-- Start --

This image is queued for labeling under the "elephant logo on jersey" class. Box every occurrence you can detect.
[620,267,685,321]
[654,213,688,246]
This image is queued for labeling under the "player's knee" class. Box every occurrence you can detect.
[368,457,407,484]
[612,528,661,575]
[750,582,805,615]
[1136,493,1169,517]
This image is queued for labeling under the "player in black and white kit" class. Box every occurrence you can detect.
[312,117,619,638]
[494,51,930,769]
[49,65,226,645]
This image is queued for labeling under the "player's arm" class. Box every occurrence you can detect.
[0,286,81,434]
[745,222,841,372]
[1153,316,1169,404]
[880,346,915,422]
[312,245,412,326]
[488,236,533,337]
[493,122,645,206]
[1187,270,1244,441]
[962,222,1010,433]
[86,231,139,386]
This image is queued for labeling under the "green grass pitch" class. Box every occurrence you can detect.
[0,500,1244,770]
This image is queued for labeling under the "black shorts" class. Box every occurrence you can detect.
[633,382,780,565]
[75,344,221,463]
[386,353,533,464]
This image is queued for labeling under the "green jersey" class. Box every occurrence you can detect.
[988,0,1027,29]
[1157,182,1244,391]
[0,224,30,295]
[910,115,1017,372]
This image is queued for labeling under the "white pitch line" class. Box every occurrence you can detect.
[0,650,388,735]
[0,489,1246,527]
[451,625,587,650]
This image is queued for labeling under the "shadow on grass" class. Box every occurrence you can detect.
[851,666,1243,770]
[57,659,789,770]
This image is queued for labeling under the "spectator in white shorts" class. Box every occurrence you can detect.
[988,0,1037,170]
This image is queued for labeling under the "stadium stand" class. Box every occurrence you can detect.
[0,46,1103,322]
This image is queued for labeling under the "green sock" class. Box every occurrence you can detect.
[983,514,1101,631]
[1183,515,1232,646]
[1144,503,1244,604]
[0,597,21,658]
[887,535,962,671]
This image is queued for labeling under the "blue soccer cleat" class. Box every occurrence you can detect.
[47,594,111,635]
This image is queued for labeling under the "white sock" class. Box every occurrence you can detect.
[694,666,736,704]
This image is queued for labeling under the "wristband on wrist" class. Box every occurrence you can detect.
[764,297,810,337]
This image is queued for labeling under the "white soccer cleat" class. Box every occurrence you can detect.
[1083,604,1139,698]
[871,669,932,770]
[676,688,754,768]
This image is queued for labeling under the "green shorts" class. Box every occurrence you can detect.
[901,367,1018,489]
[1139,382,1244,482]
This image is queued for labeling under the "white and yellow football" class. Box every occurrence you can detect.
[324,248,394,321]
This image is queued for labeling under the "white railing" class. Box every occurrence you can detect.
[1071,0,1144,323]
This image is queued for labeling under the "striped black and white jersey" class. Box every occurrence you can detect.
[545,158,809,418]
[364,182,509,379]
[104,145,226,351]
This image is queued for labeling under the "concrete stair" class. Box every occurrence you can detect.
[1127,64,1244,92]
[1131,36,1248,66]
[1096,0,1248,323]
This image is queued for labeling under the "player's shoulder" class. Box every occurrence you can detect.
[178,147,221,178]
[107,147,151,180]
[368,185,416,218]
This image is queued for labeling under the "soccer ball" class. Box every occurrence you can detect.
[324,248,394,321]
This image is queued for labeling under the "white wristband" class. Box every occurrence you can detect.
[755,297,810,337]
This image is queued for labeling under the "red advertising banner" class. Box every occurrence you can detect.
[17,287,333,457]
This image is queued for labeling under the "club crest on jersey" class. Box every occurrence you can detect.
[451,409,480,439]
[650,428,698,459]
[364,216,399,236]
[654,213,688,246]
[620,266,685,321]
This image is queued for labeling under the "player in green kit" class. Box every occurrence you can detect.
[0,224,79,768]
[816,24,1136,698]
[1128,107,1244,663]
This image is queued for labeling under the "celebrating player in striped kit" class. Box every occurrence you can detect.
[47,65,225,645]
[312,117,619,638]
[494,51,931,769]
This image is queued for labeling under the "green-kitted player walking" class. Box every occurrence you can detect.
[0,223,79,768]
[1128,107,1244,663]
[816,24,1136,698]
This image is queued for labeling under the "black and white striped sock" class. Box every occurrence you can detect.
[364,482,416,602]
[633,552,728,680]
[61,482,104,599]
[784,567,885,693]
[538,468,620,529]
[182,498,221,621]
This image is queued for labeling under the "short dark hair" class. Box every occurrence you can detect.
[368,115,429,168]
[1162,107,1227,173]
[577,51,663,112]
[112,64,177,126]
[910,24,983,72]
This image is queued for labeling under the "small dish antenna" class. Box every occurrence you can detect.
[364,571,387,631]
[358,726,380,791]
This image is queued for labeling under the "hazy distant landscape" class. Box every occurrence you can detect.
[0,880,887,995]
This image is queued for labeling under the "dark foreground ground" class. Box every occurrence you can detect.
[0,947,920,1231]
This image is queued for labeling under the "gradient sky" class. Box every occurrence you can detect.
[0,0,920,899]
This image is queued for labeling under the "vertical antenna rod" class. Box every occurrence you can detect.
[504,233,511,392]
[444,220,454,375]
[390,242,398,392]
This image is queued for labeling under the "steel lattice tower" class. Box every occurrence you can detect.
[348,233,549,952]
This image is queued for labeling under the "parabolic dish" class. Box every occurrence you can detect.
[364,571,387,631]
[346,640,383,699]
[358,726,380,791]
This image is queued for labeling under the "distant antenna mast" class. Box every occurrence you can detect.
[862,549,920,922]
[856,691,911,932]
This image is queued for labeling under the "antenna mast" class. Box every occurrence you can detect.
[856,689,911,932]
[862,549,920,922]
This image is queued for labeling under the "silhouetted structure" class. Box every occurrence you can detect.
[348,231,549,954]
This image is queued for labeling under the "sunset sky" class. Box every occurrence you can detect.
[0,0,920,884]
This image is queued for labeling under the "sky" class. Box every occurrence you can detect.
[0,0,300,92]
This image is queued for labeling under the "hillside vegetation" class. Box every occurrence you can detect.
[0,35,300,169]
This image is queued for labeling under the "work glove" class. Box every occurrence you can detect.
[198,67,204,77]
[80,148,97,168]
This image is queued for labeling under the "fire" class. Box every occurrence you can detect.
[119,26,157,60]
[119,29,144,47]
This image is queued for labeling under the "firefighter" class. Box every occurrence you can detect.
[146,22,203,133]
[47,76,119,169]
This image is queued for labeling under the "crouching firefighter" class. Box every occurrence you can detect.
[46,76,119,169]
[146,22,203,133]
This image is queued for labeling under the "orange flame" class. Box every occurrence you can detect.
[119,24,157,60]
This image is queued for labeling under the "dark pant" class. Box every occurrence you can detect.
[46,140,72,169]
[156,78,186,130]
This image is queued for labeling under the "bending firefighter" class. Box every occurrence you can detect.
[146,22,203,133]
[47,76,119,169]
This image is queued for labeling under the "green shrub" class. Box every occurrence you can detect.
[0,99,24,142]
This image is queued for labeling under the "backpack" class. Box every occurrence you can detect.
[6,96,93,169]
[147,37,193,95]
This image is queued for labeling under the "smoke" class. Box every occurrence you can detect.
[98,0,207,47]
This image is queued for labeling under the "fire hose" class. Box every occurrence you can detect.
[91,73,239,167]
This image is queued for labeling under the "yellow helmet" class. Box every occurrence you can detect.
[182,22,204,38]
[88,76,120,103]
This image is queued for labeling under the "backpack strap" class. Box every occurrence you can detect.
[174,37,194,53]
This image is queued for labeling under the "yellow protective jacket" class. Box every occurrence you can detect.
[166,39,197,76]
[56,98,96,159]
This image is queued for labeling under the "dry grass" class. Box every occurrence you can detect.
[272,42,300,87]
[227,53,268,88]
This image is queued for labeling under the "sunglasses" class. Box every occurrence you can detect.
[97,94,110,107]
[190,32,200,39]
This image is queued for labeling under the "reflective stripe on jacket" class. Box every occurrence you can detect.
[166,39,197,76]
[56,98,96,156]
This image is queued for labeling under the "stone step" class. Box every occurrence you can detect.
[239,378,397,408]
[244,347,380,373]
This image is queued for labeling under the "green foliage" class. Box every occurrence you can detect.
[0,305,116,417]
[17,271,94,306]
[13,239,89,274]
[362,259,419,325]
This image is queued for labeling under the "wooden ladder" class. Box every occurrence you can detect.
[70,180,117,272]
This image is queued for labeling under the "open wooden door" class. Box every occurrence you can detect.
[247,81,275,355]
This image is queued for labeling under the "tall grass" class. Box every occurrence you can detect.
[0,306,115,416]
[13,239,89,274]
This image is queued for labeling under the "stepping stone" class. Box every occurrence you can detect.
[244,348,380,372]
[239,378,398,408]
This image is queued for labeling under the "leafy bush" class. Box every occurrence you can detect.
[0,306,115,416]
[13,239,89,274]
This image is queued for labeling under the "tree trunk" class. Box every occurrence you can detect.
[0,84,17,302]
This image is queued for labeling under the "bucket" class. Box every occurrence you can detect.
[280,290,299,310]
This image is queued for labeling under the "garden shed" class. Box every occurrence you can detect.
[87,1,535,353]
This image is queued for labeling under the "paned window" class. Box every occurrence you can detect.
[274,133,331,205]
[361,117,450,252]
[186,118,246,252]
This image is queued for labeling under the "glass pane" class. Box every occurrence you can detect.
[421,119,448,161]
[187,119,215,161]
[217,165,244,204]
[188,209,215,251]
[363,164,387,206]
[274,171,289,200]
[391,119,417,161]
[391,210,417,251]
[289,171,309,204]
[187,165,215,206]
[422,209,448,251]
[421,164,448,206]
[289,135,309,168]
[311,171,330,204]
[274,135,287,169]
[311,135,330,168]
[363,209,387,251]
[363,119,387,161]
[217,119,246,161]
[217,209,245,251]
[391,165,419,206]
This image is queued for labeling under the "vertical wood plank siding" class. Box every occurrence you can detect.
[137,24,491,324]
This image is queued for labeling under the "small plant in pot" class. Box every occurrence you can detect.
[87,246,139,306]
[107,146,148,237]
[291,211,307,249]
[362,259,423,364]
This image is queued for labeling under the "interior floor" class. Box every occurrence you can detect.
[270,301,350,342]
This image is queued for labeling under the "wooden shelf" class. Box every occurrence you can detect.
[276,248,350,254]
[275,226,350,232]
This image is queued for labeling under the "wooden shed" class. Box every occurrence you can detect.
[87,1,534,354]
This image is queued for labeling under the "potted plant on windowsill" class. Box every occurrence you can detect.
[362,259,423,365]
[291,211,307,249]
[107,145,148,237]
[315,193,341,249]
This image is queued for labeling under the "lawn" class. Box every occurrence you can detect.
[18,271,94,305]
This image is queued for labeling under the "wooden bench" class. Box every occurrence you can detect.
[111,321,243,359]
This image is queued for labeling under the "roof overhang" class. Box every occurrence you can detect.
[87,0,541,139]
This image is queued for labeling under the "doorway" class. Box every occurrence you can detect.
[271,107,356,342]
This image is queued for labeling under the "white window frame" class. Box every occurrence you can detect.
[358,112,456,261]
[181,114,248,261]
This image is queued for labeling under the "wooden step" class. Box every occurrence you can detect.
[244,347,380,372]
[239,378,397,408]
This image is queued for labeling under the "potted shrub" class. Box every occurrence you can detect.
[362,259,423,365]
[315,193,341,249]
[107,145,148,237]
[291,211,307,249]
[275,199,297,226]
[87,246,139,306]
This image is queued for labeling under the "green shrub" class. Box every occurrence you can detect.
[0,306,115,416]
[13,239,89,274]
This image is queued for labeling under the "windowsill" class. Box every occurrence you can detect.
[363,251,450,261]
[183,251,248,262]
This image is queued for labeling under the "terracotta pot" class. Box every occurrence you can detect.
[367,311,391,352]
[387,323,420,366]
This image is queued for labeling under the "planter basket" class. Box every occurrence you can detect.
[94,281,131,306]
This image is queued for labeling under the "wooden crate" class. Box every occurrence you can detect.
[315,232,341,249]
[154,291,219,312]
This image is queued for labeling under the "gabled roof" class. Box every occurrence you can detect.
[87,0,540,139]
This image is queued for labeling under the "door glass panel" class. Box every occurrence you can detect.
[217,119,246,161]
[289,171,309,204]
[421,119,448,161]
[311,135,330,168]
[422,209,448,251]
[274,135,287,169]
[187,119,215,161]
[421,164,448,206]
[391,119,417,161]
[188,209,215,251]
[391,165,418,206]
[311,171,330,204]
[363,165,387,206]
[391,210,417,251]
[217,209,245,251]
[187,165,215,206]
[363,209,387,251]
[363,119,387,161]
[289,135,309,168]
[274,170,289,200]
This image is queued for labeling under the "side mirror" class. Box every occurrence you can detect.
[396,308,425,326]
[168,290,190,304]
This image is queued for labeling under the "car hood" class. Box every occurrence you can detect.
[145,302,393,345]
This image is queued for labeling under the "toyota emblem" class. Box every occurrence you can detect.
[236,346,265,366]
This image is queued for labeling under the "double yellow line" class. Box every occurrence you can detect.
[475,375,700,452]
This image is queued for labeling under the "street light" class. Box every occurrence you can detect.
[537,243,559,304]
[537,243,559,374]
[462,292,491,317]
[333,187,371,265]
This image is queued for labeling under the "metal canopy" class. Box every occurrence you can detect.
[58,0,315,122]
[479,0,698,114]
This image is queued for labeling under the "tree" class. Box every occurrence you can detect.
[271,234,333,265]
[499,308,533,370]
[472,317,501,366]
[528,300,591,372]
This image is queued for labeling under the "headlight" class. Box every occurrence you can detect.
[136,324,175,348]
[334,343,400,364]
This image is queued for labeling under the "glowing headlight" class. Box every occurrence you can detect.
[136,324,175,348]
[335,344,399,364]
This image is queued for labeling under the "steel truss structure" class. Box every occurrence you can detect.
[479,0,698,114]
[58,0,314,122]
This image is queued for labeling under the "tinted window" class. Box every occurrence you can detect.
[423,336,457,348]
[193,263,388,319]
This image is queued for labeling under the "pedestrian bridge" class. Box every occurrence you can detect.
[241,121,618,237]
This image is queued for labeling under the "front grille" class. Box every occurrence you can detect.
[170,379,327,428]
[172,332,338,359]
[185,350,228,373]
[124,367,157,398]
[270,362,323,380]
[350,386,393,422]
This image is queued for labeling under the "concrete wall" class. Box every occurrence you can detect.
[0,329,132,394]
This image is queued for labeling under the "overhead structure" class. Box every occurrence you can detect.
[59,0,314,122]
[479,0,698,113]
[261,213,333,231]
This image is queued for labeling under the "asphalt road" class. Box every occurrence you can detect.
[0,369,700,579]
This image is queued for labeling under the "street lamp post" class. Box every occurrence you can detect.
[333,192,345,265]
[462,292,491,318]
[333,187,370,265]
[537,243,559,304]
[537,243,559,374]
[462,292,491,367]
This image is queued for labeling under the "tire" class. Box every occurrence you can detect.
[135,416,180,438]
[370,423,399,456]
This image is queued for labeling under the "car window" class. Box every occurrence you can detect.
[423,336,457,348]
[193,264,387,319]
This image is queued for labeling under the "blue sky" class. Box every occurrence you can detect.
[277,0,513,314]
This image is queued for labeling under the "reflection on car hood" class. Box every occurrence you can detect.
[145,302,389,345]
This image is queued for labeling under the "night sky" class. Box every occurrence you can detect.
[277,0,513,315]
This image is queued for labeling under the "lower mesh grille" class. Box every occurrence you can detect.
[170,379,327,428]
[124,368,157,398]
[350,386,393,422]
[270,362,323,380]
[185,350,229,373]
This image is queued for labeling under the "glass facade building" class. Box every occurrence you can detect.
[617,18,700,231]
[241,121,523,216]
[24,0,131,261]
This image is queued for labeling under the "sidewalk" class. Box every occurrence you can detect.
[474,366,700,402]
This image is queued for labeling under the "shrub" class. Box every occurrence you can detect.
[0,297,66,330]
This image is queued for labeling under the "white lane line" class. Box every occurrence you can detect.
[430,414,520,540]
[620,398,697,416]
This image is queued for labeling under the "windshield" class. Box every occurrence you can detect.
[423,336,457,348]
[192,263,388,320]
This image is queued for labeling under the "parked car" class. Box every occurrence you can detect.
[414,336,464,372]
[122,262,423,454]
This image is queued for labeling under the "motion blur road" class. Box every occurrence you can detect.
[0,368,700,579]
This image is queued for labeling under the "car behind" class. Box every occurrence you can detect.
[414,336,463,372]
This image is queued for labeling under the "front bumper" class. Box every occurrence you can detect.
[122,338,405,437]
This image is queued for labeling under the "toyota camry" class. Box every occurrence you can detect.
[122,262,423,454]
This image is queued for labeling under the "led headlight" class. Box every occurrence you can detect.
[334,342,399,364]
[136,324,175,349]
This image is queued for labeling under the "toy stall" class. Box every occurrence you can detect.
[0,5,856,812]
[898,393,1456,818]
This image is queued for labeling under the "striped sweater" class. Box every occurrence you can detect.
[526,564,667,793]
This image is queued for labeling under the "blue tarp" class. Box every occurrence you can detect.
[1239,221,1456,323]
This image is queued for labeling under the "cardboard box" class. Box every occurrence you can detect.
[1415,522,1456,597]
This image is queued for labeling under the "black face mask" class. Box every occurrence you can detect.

-- End --

[PROBLEM TO WORK ON]
Gather every line in the rows above that contains the string "jersey" and copy each one in full.

[THE REPLY]
This image is queued for labeling under the "elephant logo on jersey" class. Box every occurrence you can detect.
This image is queued for labeling under the "green jersey" class. Box every occurrence you can detect.
This image is queued for labeling under the "striped black and white jersey" class. Box every occurrence you can detect.
This image is queued for labeling under the "club crest on jersey" class. Box every occurrence you can detect.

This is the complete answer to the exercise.